> **EXCERPT PROVIDED**
·····

Intel® oneAPI Math Kernel Library Cookbook
The Intel® oneAPI Math Kernel Library (oneMKL) contains many routines to help you solve various numerical problems, such as multiplying matrices, solving a system of equations, and performing a Fourier transform. While many problems do not have dedicated oneMKL routines, you can solve them by assembling the building blocks provided by oneMKL.
The Intel® oneAPI Math Kernel Library Cookbook includes these recipes to help you to assemble oneMKL routines for solving some more complex problems:
Matrix recipes using oneMKL PARDISO, BLAS, Sparse BLAS, and LAPACK routines
Finding an approximate solution to a nonlinear equation demonstrates a method of finding a solution to a nonlinear equation using oneMKL PARDISO, BLAS, and Sparse BLAS routines.
Factoring a block tridiagonal matrix uses oneMKL implementations of BLAS and LAPACK routines.
Solving a system of linear equations with an LU-factored block tridiagonal coefficient matrix extends the factoring recipe to solving a system of equations.
Factoring block tridiagonal symmetric positive definite matrices using BLAS and LAPACK routines demonstrates Cholesky factorization of a symmetric positive definite block tridiagonal matrix using BLAS and LAPACK routines.
Solving a system of linear equations with block tridiagonal symmetric positive definite coefficient matrix extends the factoring recipe to solving a system of equations using BLAS and LAPACK routines.
Computing principal angles between two subspaces uses LAPACK SVD to calculate the principal angles.
Computing principal angles between invariant subspaces of block triangular matrices extends the use of LAPACK SVD to the case where the subspaces are invariant subspaces of a block triangular matrix and are complementary to each other.
Fast Fourier Transform recipes
Evaluating a Fourier Integral uses oneMKL Fast Fourier Transform (FFT) interface to evaluate a continuous Fourier transform integral.
Using Fast Fourier Transforms for computer tomography image reconstruction uses oneMKL FFT interface to reconstruct an image from computer tomography data.

·····

(Dataset items)
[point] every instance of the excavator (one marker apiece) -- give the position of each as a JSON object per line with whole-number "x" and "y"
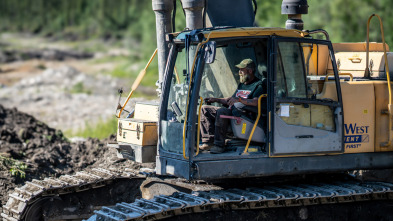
{"x": 327, "y": 110}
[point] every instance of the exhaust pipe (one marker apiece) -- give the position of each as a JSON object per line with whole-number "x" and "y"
{"x": 194, "y": 16}
{"x": 294, "y": 9}
{"x": 163, "y": 10}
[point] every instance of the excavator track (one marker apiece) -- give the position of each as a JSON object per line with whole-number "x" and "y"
{"x": 178, "y": 204}
{"x": 42, "y": 199}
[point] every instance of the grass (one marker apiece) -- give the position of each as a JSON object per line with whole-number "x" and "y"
{"x": 101, "y": 130}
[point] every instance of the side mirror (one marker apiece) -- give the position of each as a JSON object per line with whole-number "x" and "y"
{"x": 210, "y": 52}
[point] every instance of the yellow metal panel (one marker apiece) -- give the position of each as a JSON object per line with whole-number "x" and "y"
{"x": 381, "y": 116}
{"x": 360, "y": 46}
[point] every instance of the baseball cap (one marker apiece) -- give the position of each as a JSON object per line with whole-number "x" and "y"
{"x": 246, "y": 63}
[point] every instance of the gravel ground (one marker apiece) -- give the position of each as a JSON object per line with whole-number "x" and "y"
{"x": 65, "y": 98}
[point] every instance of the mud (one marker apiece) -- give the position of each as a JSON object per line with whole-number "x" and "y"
{"x": 46, "y": 152}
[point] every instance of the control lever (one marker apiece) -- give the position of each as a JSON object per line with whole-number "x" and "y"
{"x": 176, "y": 109}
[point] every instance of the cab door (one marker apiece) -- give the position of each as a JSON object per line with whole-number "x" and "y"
{"x": 306, "y": 115}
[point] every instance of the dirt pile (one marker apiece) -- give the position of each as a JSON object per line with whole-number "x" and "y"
{"x": 45, "y": 151}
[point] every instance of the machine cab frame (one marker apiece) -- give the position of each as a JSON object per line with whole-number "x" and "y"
{"x": 187, "y": 82}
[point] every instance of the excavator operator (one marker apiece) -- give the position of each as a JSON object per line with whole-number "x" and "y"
{"x": 213, "y": 127}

·····

> **DIRECTIONS FOR THIS TASK**
In the oneMKL cookbook text, what does the recipe for computing principal angles between two subspaces use to calculate those angles?

> **RESULT FOR THIS EXERCISE**
It uses LAPACK SVD.